PROBLEMS TO WORK ON:
a – According to the ArchivistaBox announcement, until when will support for the new master release last?
b – Write out the part of the ArchivistaBox announcement starting at "ArchivistaBox: New foundation" and ending at "with the applications.".
c – Write the next part of the ArchivistaBox announcement, picking up after its final sentence.

— start SOURCE DOCUMENT —

ArchivistaBox: New foundation until 2029
Egg, December 20, 2024: Whew, this was another close call. Long planned, and yet only now ready. The new foundation for the ArchivistaBox is available from today. Little has changed for users, and not much more in terms of support. And yet the update is crucial, only thanks to a well-maintained foundation will our ArchivistaBoxes run stably, simply and securely for many years, even decades, in tough day-to-day business. This blog is not primarily about the new release, but about the complexity of digital data and how the ArchivistaBox masters this task.
What does a new substructure mean?
With the ArchivistaBox, the solution is delivered from a single source. This means that all the required software is delivered together with the hardware, i.e. in the case of ArchivistaBox, the operating system is delivered together with the applications.
With the old release, this was either kernel 5.4 or 5.10 based on Devuan Beowulf (or Debian Buster); with the new substructure, kernel 6.10 based on Devuan Daedalus (or Debian Bookworm) is supplied. From version 2024/XII onwards, new versions will be released exclusively on the current basis; this is in line with the release in 2019. The support period for the new master release will last until the end of 2029.

— end SOURCE DOCUMENT —
— start MATERIAL PROVIDED —

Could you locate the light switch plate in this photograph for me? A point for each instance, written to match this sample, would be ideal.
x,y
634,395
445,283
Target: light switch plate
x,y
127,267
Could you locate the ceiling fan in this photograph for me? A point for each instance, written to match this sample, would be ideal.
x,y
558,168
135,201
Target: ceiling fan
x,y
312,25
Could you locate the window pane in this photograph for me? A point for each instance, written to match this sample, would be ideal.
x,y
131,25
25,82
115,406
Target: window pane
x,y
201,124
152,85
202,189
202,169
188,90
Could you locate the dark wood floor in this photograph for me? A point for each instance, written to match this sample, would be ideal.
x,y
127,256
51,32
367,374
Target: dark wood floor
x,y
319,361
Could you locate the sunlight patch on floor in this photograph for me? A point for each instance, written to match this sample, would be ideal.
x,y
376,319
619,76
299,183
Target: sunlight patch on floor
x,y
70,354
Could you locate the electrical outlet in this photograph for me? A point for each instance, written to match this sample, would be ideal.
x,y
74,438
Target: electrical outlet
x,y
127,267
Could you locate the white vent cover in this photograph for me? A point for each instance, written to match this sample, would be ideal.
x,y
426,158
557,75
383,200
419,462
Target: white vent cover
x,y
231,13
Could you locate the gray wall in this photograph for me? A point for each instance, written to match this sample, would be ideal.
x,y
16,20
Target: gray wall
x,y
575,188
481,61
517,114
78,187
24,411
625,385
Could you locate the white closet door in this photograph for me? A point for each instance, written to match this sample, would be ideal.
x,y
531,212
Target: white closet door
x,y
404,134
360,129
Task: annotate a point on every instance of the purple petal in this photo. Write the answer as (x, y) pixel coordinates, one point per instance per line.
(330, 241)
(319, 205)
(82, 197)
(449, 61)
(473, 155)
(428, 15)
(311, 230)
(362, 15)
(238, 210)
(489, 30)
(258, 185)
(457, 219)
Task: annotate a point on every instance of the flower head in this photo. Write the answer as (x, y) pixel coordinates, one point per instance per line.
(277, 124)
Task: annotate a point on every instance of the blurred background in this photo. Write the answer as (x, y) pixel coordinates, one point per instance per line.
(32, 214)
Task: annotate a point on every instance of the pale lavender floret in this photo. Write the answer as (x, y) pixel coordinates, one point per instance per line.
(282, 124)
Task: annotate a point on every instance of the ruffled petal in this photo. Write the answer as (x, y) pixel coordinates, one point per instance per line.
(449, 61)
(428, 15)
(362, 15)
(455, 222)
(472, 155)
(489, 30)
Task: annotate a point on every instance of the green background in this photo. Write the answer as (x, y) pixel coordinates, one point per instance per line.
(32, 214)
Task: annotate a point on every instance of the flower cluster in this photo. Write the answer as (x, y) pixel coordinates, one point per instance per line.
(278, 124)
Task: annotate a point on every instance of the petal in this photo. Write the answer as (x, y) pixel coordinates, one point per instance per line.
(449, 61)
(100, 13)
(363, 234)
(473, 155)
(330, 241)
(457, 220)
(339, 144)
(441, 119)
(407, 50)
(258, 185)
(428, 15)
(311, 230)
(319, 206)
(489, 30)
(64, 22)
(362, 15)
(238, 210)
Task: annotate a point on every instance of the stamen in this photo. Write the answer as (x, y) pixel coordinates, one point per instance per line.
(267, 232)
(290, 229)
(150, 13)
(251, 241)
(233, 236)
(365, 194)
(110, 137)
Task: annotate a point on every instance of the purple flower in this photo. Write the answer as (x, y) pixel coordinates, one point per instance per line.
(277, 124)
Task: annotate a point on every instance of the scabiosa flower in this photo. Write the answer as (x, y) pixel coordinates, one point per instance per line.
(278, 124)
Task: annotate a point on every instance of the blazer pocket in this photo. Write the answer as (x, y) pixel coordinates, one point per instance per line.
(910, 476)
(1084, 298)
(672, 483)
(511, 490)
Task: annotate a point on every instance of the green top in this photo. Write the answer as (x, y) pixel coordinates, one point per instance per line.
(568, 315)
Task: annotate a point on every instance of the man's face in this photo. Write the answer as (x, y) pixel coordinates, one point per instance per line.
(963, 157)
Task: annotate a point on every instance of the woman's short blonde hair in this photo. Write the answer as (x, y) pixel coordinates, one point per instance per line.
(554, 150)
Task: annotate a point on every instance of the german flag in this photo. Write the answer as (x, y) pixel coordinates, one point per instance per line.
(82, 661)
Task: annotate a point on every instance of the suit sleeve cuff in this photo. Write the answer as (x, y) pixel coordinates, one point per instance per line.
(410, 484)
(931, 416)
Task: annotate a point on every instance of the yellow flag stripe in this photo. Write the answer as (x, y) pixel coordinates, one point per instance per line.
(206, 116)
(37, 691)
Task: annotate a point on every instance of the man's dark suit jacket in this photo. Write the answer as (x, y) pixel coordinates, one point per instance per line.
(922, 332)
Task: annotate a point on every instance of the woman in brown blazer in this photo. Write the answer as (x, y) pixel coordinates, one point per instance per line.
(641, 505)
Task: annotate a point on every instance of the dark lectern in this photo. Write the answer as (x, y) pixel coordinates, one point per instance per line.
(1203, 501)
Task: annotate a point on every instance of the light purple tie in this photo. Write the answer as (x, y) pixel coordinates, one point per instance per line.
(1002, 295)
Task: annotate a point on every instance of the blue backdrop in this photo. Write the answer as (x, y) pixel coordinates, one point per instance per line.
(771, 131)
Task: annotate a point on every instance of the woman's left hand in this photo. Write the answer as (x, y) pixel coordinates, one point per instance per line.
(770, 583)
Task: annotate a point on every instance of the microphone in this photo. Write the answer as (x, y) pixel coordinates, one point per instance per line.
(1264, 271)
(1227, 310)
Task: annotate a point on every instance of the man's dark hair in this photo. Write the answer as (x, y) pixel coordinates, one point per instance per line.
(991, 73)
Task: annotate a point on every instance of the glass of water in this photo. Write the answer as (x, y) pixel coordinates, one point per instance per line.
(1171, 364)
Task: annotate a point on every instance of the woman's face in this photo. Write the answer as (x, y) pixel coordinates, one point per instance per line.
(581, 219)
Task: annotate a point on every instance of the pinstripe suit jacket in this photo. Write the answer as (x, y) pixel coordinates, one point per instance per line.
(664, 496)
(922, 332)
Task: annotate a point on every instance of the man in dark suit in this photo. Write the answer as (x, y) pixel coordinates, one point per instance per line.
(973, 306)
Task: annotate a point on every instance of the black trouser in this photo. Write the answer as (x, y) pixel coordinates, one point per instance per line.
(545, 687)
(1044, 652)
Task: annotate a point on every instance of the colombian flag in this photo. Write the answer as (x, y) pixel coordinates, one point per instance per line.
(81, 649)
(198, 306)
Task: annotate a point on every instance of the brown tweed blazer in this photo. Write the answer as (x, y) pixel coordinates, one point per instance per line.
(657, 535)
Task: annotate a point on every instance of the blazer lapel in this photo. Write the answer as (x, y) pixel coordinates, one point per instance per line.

— end MATERIAL PROVIDED —

THE RESPONSES:
a – Until the end of 2029.

b –
ArchivistaBox: New foundation until 2029
Egg, December 20, 2024: Whew, this was another close call. Long planned, and yet only now ready. The new foundation for the ArchivistaBox is available from today. Little has changed for users, and not much more in terms of support. And yet the update is crucial, only thanks to a well-maintained foundation will our ArchivistaBoxes run stably, simply and securely for many years, even decades, in tough day-to-day business. This blog is not primarily about the new release, but about the complexity of digital data and how the ArchivistaBox masters this task.
What does a new substructure mean?
With the ArchivistaBox, the solution is delivered from a single source. This means that all the required software is delivered together with the hardware, i.e. in the case of ArchivistaBox, the operating system is delivered together with the applications.

c –
This technical information is provided here for the sake of form, but is not the central topic here. During the implementation of the current foundation, the question arose as to what is central. After consulting with many customers, the decision was made that no ground-breaking innovations were needed, just continuity.
2024/XII: Stability and mass
With version 2024/XII, the scanner drivers were reimplemented and a simple remote solution was realized for all customers. The switch from PHP 7.x to 8.x, the migration of the database to MariaDB 10.x and the upgrade to KVM/Qemu 7.x were not entirely trivial. It therefore seemed more important to us to ensure that all components simply continued to run as before.
When the last major master release appeared at the end of 2019, it was all about the ArchivistaBox being able to process multimedia files. In the last five years, these possibilities have been expanded to such an extent that, looking back, it must be said that introducing something is one thing. Bringing it to life in such a way that it can cope with the rigors of everyday business is another.
In the last few days, over 6500 hours of video material were “thrown” into the archive for testing. The ArchivistaBox needed around 5 hours to process the more than 4000 files. Over 760,000 new pages were created in ArchivistaDMS. The newly recorded data volume amounted to approx. 2.2 TByte of data.
Not a single error occurred during processing. It should be noted here that the ArchivistaBox would probably not have been quite ready for this in 2019. Currently, even an ArchivistaBox Matterhorn can handle archives with several dozen TBytes, not to mention the K2 and Everest models. With the latter two ArchivistaBox models, archives of hundreds of TBytes could be managed.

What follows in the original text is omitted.